┌──
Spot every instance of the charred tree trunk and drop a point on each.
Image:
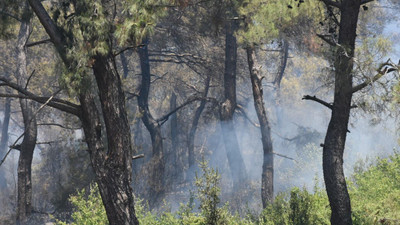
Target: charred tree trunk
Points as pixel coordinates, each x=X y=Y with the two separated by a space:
x=115 y=175
x=157 y=174
x=124 y=63
x=112 y=164
x=174 y=124
x=283 y=63
x=24 y=200
x=337 y=130
x=227 y=109
x=277 y=81
x=4 y=139
x=4 y=129
x=267 y=178
x=193 y=128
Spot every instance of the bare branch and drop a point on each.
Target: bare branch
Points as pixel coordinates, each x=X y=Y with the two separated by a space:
x=332 y=3
x=137 y=156
x=38 y=43
x=284 y=156
x=10 y=15
x=366 y=1
x=245 y=114
x=29 y=79
x=313 y=98
x=60 y=104
x=325 y=38
x=59 y=125
x=164 y=118
x=384 y=69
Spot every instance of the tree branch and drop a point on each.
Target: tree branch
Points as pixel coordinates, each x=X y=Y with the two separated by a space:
x=384 y=69
x=137 y=156
x=60 y=104
x=59 y=125
x=313 y=98
x=332 y=3
x=164 y=118
x=243 y=111
x=10 y=15
x=38 y=43
x=366 y=1
x=324 y=38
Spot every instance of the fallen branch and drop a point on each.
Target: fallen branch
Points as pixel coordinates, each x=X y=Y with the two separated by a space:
x=137 y=156
x=313 y=98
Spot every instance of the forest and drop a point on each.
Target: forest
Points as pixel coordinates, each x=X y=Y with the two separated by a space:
x=207 y=112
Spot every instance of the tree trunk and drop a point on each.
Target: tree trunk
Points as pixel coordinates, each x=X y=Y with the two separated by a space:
x=4 y=139
x=193 y=128
x=267 y=178
x=4 y=129
x=156 y=179
x=24 y=200
x=115 y=175
x=227 y=109
x=112 y=165
x=337 y=130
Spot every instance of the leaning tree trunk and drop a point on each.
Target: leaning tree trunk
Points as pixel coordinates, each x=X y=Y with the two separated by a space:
x=156 y=179
x=24 y=200
x=335 y=139
x=111 y=164
x=193 y=128
x=227 y=109
x=267 y=178
x=4 y=140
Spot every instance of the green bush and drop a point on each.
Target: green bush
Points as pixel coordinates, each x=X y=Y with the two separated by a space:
x=374 y=192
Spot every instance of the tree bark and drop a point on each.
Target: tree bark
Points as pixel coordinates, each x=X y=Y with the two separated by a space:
x=4 y=140
x=156 y=179
x=267 y=178
x=193 y=128
x=111 y=164
x=227 y=109
x=24 y=199
x=337 y=130
x=4 y=129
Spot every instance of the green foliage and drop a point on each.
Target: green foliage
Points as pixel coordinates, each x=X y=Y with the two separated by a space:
x=374 y=191
x=267 y=20
x=208 y=193
x=88 y=210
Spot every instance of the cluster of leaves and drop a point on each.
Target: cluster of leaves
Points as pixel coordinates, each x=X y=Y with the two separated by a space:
x=265 y=22
x=92 y=28
x=374 y=192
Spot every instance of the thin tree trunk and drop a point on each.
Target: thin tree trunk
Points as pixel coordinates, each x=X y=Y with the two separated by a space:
x=112 y=165
x=4 y=129
x=267 y=178
x=24 y=200
x=156 y=179
x=124 y=63
x=227 y=109
x=4 y=139
x=337 y=130
x=193 y=128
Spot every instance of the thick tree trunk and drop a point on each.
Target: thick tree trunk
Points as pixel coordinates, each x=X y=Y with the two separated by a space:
x=337 y=130
x=156 y=179
x=193 y=128
x=24 y=200
x=112 y=165
x=115 y=175
x=267 y=178
x=227 y=109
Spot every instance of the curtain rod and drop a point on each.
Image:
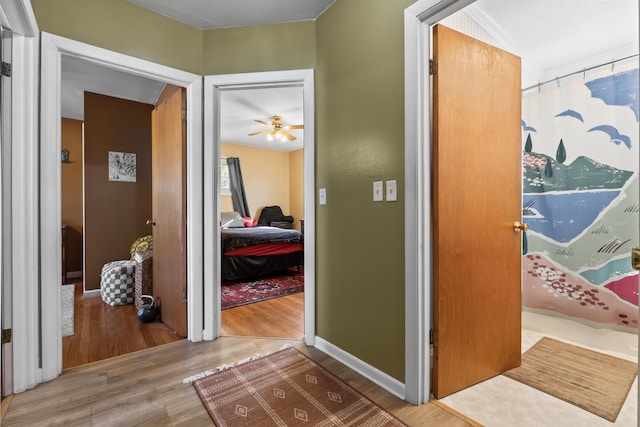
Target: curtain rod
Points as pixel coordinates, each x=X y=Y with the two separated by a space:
x=584 y=70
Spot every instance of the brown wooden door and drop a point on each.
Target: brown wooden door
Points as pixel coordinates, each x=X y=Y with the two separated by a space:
x=169 y=208
x=477 y=198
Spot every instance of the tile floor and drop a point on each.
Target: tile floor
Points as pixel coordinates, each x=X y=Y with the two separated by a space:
x=501 y=401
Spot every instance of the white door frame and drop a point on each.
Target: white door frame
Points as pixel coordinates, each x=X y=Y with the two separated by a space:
x=213 y=87
x=21 y=357
x=418 y=18
x=52 y=49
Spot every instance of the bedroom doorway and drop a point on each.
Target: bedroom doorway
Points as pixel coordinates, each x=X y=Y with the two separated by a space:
x=245 y=110
x=261 y=178
x=53 y=49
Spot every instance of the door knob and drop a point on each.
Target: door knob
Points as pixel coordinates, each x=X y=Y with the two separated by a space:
x=519 y=226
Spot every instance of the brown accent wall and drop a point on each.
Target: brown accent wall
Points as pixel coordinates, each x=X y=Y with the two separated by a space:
x=115 y=212
x=72 y=193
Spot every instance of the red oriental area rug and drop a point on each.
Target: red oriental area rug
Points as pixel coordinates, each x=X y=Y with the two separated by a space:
x=286 y=388
x=242 y=293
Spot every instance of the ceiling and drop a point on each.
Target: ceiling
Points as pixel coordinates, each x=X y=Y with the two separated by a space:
x=212 y=14
x=549 y=35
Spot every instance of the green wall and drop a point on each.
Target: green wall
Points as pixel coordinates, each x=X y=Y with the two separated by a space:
x=122 y=27
x=360 y=139
x=356 y=48
x=274 y=47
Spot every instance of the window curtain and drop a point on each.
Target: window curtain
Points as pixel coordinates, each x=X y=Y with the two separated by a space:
x=236 y=184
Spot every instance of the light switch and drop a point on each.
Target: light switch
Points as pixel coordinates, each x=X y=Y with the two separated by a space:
x=378 y=195
x=323 y=196
x=392 y=193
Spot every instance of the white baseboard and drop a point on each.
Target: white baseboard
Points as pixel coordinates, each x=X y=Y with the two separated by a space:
x=93 y=293
x=385 y=381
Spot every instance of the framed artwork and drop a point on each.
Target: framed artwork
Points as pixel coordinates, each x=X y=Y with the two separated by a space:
x=122 y=166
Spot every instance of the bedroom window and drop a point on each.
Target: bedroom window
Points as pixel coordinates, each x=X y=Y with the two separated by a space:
x=225 y=189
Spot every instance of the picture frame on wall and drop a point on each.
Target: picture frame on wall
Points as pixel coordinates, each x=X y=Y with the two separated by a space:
x=122 y=166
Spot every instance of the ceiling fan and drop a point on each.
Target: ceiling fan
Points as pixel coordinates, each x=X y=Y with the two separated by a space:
x=277 y=130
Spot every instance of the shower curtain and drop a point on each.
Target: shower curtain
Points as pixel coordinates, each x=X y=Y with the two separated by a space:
x=580 y=199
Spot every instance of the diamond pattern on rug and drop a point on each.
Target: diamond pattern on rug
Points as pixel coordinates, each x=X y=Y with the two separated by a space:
x=242 y=293
x=243 y=395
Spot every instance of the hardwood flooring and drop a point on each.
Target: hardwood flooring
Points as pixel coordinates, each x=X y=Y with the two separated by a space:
x=102 y=331
x=112 y=377
x=145 y=388
x=275 y=318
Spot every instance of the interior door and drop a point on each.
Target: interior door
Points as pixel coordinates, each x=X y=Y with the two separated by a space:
x=477 y=199
x=169 y=207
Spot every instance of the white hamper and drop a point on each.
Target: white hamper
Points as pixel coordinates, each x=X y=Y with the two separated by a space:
x=117 y=282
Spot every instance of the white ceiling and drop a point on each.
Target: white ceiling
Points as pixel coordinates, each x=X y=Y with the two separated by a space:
x=211 y=14
x=553 y=37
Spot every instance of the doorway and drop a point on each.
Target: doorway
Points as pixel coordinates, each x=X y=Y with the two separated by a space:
x=215 y=86
x=260 y=295
x=418 y=20
x=53 y=48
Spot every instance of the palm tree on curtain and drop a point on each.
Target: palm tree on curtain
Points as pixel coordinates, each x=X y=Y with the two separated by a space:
x=236 y=185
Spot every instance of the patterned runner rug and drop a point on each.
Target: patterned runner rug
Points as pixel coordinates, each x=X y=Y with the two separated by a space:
x=593 y=381
x=286 y=388
x=242 y=293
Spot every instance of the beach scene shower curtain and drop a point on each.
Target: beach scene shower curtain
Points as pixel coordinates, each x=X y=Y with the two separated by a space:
x=580 y=198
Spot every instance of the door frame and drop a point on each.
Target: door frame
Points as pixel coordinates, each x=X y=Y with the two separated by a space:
x=418 y=18
x=52 y=49
x=214 y=85
x=20 y=360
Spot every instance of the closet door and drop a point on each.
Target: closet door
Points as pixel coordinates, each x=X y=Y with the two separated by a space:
x=169 y=208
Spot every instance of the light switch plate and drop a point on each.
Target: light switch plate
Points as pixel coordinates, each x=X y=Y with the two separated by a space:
x=323 y=196
x=378 y=194
x=392 y=191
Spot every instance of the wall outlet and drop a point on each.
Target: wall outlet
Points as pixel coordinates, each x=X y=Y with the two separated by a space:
x=322 y=195
x=378 y=195
x=392 y=191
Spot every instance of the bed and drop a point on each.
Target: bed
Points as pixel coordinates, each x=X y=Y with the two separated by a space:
x=254 y=252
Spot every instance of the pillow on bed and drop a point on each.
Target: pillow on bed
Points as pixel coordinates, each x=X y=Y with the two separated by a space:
x=249 y=222
x=231 y=220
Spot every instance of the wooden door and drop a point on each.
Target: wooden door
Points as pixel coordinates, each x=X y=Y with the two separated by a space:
└──
Show every line of the listing in which the string "charred" can be found.

Spot every instance of the charred tree trunk and drop a point on each.
Target: charred tree trunk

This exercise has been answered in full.